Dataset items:
***

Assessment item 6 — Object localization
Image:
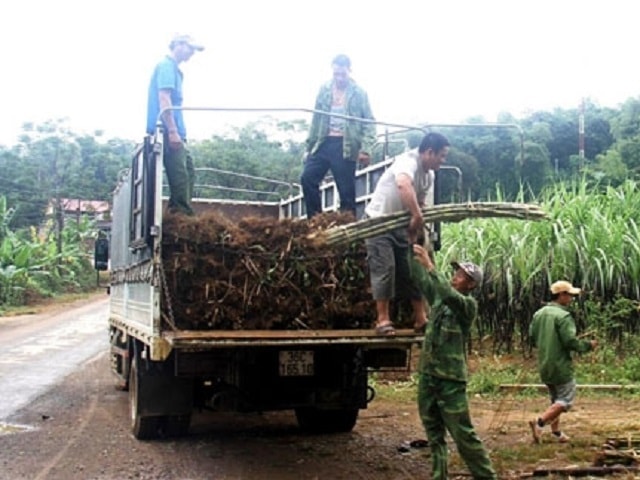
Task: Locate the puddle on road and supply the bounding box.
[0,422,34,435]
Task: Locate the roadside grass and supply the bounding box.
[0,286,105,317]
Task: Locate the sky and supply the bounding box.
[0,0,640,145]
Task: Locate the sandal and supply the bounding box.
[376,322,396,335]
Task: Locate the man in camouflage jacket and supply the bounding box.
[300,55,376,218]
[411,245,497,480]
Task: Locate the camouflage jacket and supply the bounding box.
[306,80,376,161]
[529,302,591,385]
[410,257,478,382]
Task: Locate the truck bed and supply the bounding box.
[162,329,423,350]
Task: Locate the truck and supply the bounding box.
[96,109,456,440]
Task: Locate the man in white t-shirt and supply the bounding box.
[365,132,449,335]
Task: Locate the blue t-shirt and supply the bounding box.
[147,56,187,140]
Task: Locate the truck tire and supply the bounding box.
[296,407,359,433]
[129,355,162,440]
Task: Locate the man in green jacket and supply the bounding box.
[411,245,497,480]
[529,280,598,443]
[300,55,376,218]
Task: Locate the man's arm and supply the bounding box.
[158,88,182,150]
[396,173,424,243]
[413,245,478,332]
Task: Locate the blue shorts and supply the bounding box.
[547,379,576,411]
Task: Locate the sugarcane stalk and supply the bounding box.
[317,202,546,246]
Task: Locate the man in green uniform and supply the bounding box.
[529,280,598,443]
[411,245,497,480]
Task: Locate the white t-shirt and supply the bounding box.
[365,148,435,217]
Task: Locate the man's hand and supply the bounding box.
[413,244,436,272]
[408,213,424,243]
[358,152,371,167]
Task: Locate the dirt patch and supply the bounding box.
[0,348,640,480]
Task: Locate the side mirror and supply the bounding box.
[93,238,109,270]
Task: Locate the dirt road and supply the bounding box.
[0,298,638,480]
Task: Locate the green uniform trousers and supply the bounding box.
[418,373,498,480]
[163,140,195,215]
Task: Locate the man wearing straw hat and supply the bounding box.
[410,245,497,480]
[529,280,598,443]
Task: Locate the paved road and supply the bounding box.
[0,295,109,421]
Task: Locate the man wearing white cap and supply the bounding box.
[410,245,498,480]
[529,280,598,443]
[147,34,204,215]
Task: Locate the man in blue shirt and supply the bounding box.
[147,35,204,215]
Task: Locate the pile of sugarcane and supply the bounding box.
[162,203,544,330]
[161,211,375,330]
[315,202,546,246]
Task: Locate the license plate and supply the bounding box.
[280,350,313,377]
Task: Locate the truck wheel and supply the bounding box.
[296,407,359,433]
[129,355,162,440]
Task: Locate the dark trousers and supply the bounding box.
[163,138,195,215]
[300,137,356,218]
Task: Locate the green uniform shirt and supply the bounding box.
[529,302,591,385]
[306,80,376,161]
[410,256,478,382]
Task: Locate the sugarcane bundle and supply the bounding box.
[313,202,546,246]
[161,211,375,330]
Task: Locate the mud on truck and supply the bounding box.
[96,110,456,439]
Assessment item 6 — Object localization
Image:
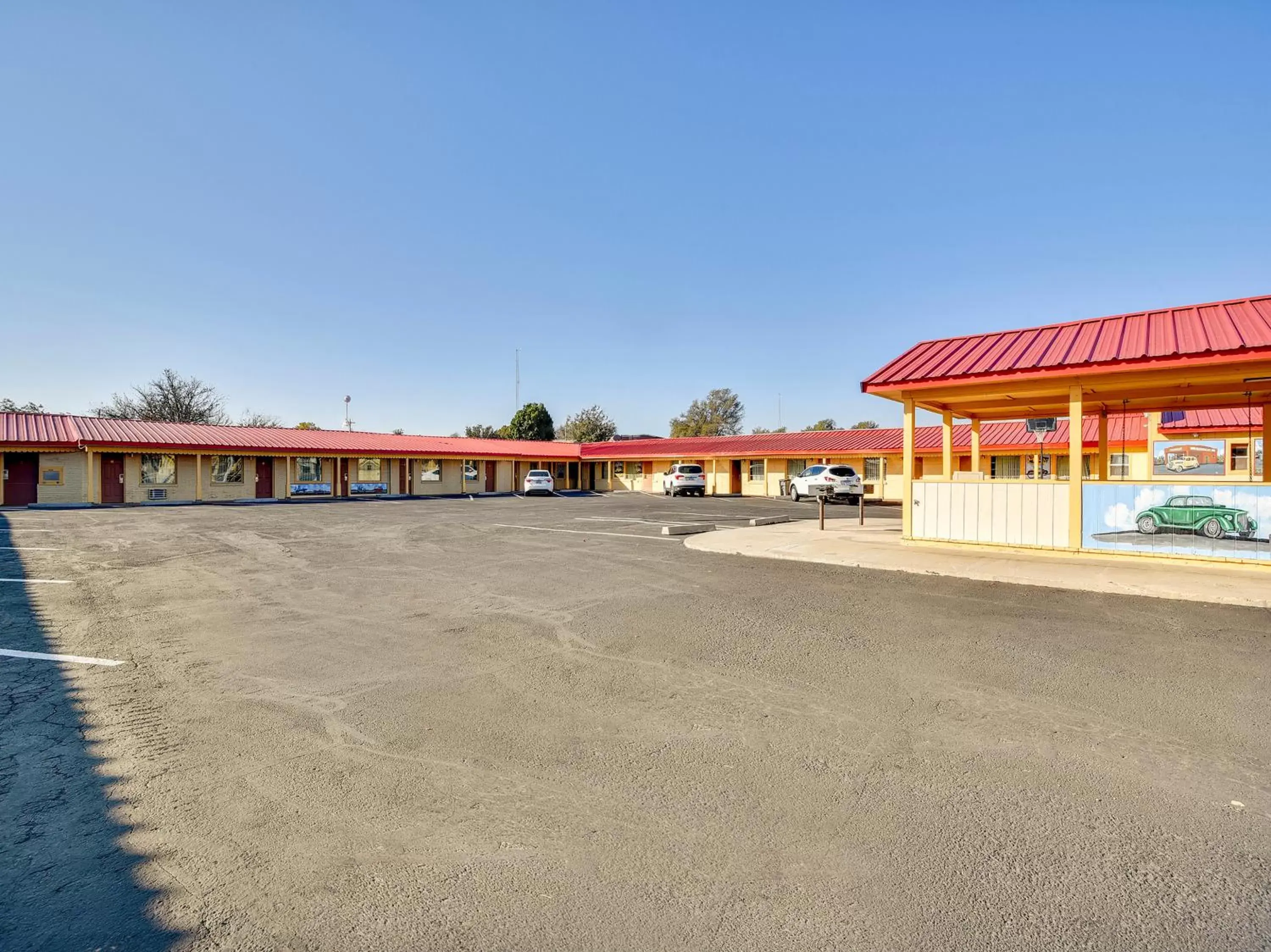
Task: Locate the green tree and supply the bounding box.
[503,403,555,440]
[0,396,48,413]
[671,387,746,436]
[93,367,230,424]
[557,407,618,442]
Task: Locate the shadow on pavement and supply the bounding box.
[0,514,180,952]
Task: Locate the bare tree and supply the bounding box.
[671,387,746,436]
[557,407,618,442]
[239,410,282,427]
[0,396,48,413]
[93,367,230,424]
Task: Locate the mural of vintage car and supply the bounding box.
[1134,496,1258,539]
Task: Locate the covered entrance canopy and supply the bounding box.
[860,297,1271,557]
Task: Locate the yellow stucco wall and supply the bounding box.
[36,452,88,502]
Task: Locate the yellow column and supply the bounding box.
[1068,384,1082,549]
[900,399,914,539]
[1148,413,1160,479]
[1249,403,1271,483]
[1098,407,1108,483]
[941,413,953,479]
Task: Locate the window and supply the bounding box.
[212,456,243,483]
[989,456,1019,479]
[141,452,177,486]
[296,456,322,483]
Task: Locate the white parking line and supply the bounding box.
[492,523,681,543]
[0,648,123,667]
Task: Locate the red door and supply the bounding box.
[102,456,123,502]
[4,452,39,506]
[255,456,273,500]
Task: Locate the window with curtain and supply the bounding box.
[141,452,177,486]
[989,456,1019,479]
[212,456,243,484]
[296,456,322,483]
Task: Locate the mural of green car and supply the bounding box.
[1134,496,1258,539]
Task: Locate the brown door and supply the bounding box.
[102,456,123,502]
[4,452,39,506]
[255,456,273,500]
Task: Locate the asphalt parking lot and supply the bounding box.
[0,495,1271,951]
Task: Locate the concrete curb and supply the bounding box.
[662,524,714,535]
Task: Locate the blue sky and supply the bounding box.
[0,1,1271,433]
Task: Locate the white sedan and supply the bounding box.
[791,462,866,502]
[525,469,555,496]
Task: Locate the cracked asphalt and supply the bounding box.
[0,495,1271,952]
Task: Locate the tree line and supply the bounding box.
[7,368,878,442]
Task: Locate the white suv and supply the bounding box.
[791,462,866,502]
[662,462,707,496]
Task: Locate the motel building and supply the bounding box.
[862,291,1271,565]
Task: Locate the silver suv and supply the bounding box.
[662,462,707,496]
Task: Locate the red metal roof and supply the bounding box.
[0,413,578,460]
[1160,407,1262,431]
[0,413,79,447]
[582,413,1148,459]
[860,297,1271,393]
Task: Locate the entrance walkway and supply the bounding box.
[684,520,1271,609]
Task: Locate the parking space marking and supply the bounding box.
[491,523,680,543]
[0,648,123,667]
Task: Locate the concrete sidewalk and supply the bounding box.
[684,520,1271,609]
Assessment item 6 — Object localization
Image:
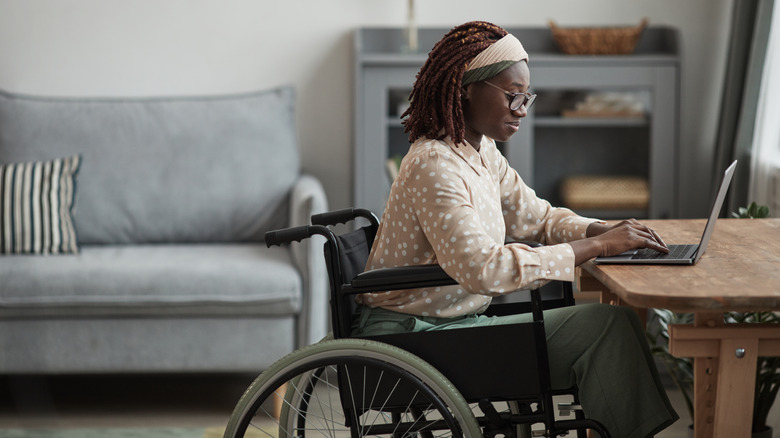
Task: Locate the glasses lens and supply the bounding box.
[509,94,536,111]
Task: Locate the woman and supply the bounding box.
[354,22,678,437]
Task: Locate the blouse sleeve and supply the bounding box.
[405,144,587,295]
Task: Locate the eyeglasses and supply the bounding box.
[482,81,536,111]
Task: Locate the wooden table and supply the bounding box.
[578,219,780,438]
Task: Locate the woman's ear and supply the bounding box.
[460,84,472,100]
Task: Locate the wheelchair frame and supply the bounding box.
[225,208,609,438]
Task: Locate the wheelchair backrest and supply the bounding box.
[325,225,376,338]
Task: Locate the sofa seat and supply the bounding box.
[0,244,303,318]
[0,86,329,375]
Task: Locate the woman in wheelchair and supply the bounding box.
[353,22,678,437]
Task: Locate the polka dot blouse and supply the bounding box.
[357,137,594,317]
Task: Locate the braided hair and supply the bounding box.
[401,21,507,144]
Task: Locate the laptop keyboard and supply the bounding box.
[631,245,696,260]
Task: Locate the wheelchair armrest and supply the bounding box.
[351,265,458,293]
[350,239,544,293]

***

Gather every line of the items above that contains the string "shirt".

SOLUTION TO THIS PROBLEM:
Task: Locate the man in white t-shirt and supply the bounding box.
Task: Locate the blue t-shirt and supply the bounding box.
Task: Locate the white t-shirt and supply the bounding box.
Task: Locate the man in blue shirt and supply the bounding box.
Task: Locate the green uniform shirt and supply the bounding box.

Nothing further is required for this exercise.